TASK DATA below:

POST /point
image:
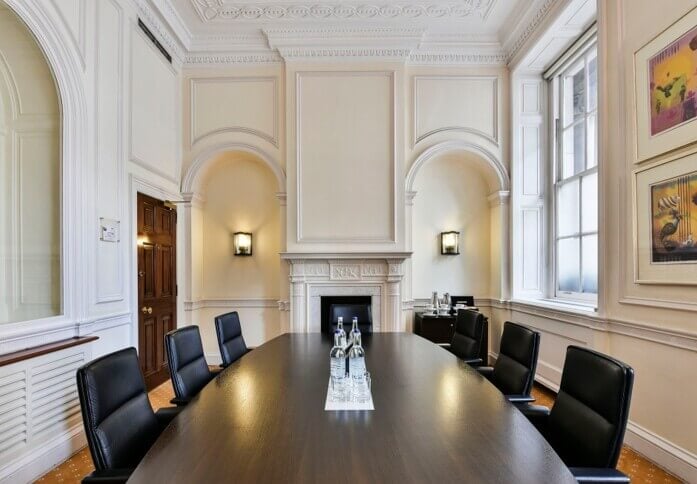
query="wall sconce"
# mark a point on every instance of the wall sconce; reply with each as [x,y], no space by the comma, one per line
[243,243]
[449,243]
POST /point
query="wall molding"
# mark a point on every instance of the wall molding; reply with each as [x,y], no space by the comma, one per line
[234,303]
[418,135]
[270,137]
[220,12]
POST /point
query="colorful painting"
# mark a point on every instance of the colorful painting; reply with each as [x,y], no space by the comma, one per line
[674,220]
[673,84]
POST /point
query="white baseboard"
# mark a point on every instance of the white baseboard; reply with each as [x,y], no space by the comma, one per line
[667,455]
[42,459]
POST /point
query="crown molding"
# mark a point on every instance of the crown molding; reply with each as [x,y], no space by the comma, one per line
[513,45]
[333,41]
[156,21]
[221,11]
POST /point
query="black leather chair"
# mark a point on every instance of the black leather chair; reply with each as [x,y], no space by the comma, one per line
[230,339]
[514,370]
[587,422]
[187,365]
[469,334]
[349,311]
[119,421]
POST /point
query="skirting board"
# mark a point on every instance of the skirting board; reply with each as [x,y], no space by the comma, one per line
[662,452]
[42,459]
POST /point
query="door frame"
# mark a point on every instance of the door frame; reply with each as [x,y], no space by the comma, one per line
[140,185]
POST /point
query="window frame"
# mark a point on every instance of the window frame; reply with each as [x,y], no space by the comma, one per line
[583,53]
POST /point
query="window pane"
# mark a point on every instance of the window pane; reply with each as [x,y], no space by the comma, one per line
[573,156]
[567,209]
[574,94]
[568,265]
[592,81]
[590,263]
[592,152]
[30,197]
[589,202]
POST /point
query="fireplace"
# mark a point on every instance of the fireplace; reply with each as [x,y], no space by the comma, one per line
[326,304]
[374,276]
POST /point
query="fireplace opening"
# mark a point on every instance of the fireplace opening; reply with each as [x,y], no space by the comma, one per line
[359,306]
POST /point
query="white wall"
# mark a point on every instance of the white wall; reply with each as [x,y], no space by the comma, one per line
[240,197]
[120,105]
[649,327]
[451,195]
[30,275]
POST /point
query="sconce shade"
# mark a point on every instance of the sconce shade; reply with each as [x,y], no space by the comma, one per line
[450,243]
[243,243]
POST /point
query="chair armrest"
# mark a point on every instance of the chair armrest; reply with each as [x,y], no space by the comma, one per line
[166,415]
[180,402]
[109,476]
[520,398]
[598,475]
[475,362]
[485,371]
[537,415]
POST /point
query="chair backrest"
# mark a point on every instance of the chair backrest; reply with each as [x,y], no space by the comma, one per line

End of TASK DATA.

• TASK STATEMENT:
All lines in the records above with "backrest" need to be found and copied.

• RESPONSE BOX:
query="chair backrest"
# mark a point on every instance of the chair backrest; reply with each as [x,y], no space by the comma, one per line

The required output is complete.